Locate every line in the listing that contains the string "xmax" and copy each such line in full.

── RECORD SET

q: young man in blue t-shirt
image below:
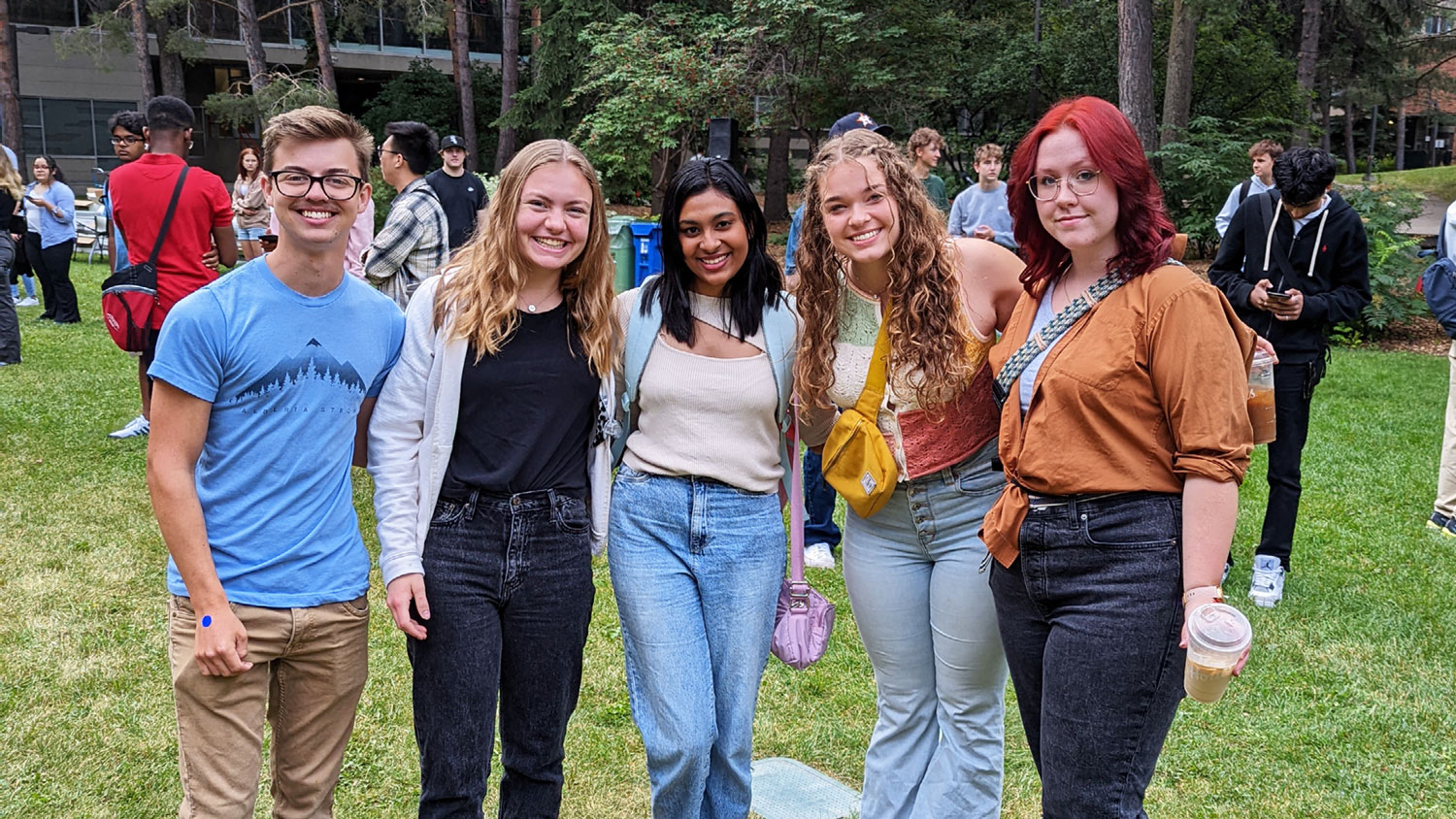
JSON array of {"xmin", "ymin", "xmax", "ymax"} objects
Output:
[{"xmin": 148, "ymin": 106, "xmax": 405, "ymax": 818}]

────

## ANSWER TO THE EXERCISE
JSON array of {"xmin", "ymin", "xmax", "ymax"} objects
[{"xmin": 148, "ymin": 106, "xmax": 405, "ymax": 818}]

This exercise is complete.